GOAL »
Can you output each of the entries below as a JSON list of strings, with one string per line and any blank lines omitted?

RECORDS »
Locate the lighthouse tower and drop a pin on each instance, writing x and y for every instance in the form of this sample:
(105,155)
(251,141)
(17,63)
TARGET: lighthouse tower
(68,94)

RESULT OF THE EXERCISE »
[
  "Locate the lighthouse tower and drop a pin on each instance, writing x and y for every instance in the form of this sample:",
  "(105,155)",
  "(251,141)",
  "(17,63)",
  "TARGET: lighthouse tower",
  "(68,94)"
]